▶ [PROMPT 1]: In the article on CRA sales-tax debt, change "auditors" to "inspectors" and give the text from "Two main factors" to "of the pandemic.".
▶ [PROMPT 2]: According to the article on CRA sales-tax debt, how many business insolvencies did the Office of the Superintendent of Bankruptcy record for the 12 months ending in March?

CRA reports a $19.4bn GST and HST debt, highlighting financial distress among businesses
Businesses failed to remit billions of dollars in sales tax to Ottawa last year, indicating financial distress.
In a report by The Globe and Mail shows the Canada Revenue Agency (CRA) has reported $19.4bn in outstanding GST and HST debt as of March 31, a $3.2bn increase from the previous year and double the pre-pandemic amount.
This figure marks the largest single-year increase in the CRA’s decade-long data. The debt rose only $1.3bn from the 2021-22 to 2022-23 fiscal year.
Two main factors contributed to this rise: the CRA had paused some compliance activities earlier in the pandemic and auditors are now catching up, finding shortfalls in remittances, and the economic impacts of the pandemic.
The increase in sales-tax debt coincides with a historic rise in failing businesses. Data from the federal Office of the Superintendent of Bankruptcy showed 5,743 business insolvencies for the 12 months ending in March, a 56.7 percent increase from the previous year.
These numbers include both bankruptcies and proposals, a legal option to negotiate lower debt repayment with creditors.
Trevor Pringle, an insolvency trustee at msi Spergel Inc., linked insolvencies and sales-tax debt, explaining that struggling businesses often delay remittances to pay other bills first.

▶ [MATERIAL SHOWN]:

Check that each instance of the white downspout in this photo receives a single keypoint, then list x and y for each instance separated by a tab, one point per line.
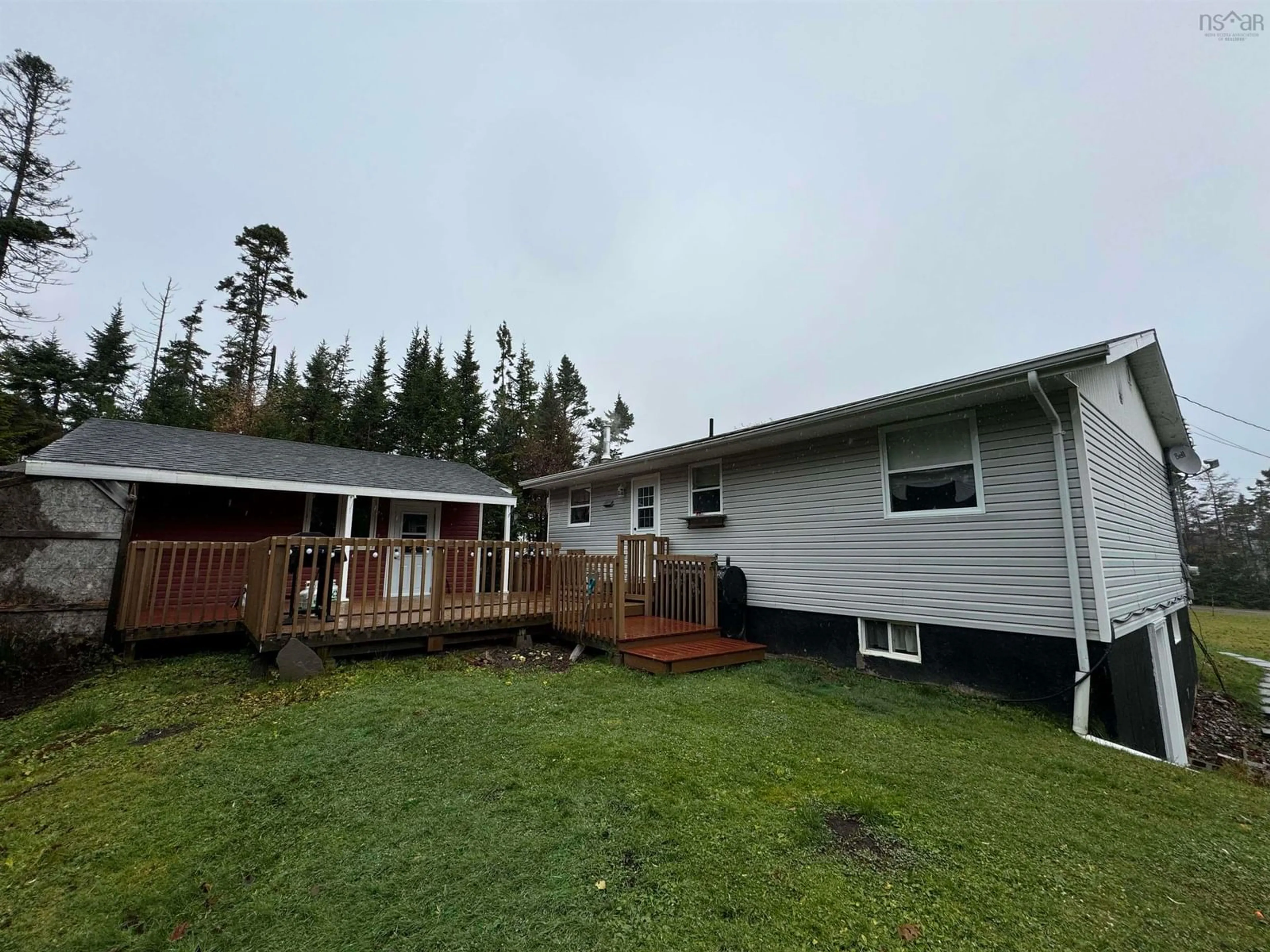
1081	704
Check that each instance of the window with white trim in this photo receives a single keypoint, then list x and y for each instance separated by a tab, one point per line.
900	640
708	489
579	506
933	466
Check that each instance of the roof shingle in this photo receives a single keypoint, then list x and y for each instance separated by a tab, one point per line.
232	455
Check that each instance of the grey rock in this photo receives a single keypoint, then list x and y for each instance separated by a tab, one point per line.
296	662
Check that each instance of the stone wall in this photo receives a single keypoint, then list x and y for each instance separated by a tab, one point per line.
59	544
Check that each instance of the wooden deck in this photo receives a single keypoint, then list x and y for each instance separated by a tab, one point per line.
651	609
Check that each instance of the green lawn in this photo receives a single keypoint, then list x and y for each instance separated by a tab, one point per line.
1249	635
422	804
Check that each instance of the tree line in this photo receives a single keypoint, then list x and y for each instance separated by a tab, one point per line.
430	404
1227	535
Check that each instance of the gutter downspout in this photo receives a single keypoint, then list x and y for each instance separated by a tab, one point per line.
1081	702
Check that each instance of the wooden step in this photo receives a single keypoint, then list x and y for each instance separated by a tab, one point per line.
683	657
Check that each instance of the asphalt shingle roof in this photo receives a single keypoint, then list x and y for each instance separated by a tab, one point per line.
144	445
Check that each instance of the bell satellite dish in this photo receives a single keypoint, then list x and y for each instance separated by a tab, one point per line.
1185	460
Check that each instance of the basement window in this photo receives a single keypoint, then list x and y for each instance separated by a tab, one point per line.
579	506
708	489
898	640
931	466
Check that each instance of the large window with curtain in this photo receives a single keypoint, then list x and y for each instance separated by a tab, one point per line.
933	466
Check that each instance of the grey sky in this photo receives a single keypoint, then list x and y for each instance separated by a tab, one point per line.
740	213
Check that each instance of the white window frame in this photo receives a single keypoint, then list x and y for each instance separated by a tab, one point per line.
591	500
969	417
895	655
691	491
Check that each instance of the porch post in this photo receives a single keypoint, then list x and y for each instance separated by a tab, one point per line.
507	550
345	521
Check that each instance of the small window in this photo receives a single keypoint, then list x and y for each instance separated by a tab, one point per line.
579	507
646	508
706	489
933	466
897	640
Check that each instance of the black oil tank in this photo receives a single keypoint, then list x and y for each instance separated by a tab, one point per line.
732	602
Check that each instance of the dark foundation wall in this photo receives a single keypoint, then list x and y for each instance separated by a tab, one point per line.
1004	663
215	513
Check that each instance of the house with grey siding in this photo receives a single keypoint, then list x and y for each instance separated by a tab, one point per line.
1013	531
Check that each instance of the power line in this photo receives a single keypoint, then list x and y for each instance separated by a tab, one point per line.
1230	417
1225	442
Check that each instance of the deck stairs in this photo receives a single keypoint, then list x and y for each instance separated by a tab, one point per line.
667	647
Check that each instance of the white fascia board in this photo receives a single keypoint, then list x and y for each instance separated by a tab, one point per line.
136	474
1127	346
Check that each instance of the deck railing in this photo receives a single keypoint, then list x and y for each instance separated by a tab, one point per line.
686	589
638	555
590	602
331	587
172	584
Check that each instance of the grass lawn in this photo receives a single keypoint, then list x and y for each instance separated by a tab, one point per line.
1223	630
423	804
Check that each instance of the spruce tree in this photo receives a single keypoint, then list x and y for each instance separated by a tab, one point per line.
40	235
620	422
280	414
40	376
324	395
469	405
176	398
263	280
370	407
106	370
409	414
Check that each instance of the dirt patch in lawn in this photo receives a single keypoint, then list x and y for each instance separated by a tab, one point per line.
154	734
1221	737
541	657
857	841
23	690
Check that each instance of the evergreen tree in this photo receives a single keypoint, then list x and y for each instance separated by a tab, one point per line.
620	422
280	414
176	398
469	405
106	370
409	414
39	379
370	407
324	395
573	395
40	238
441	424
251	294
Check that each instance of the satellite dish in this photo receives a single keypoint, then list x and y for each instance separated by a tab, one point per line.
1185	460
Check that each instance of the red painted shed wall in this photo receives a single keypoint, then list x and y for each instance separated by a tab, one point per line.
215	513
460	521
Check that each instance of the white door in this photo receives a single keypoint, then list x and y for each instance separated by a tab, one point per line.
647	506
412	521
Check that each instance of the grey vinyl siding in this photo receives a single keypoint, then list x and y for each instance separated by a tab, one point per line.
1136	525
806	522
610	517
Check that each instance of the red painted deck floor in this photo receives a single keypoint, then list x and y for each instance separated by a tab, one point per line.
650	626
685	651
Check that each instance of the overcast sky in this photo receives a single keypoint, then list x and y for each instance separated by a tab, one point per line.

▶ [FINAL ANSWER 1]:
Two main factors contributed to this rise: the CRA had paused some compliance activities earlier in the pandemic and inspectors are now catching up, finding shortfalls in remittances, and the economic impacts of the pandemic.

▶ [FINAL ANSWER 2]: 5,743 business insolvencies.